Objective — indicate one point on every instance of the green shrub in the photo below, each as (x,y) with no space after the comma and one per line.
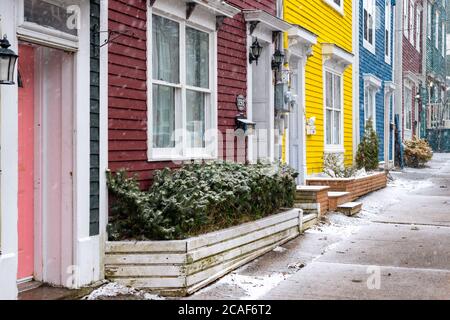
(197,198)
(367,154)
(334,166)
(417,152)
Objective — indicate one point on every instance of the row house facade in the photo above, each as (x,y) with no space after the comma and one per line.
(53,207)
(143,85)
(435,66)
(327,78)
(183,76)
(376,83)
(412,67)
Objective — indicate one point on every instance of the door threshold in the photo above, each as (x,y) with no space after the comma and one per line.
(27,285)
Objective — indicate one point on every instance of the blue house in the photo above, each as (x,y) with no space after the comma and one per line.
(375,68)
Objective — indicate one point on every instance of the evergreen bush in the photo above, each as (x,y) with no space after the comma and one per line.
(417,152)
(367,154)
(196,199)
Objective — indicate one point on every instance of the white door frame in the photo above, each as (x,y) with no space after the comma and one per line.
(297,64)
(87,251)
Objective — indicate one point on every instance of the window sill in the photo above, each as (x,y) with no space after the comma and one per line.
(369,47)
(334,149)
(335,7)
(180,158)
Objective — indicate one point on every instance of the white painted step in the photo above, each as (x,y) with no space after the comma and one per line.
(350,208)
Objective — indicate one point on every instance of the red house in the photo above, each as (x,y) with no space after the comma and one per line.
(178,71)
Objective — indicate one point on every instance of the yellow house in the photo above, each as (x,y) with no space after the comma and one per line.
(319,53)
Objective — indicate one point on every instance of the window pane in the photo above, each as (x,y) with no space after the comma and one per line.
(329,89)
(337,92)
(166,53)
(195,118)
(336,127)
(163,116)
(329,128)
(49,15)
(197,58)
■ ■ ■ ■ ■ ■ ■
[Task directions]:
Pictures are to be left out; please print the rest of the records above word for word.

[Answer to this problem]:
Objective — indicate one point on every instance of the green shrub in the photo below, each as (x,y) with no space after the comma and one per line.
(197,198)
(367,154)
(334,166)
(417,152)
Objective — indicate one point on every instance of the row house facade in the photo above, each as (x,y) with no space after the comma and one per line.
(53,207)
(143,85)
(435,66)
(327,78)
(183,76)
(376,83)
(412,67)
Objective — indicate one point on every instance of the door threshold in the photo above, each as (x,y) with no space after the comma and one per line.
(27,285)
Objective — indicate one point on every instance of the blue house in the photo above, each as (x,y) with no space after the comma and one per line.
(375,68)
Objective — indicate one point on every instance of the evergreen bush in the photo above, each as (x,y) with no space after the comma and one per line.
(417,152)
(367,154)
(196,199)
Objective — indicate one point on every instance of the white door frame in the photo above, each as (x,y) with no space after the comma and one per line.
(297,64)
(87,251)
Objective — indicate one point on every instance of the window sill in the photo above, each as (x,y) with no space after the comma and one per line.
(369,47)
(334,149)
(335,7)
(180,158)
Objective — indicate one point on every instance of the white painted step in the photo above, each as (x,y) with no space after the comma and one per line.
(350,208)
Objective — indicate one point on every instance of the red house in the photo above, each as (x,y) with no space after the comma and one per line.
(178,71)
Objective — indicate one point on every instance of the yellow house in the photo above, each as (x,y) with no space after the comma and one per line.
(319,53)
Objective — indicate one point on every instance of the window pane in the photo above, each as (x,y) with no space after the comma and one per line.
(329,89)
(337,92)
(166,53)
(195,118)
(336,127)
(163,116)
(329,128)
(49,15)
(197,58)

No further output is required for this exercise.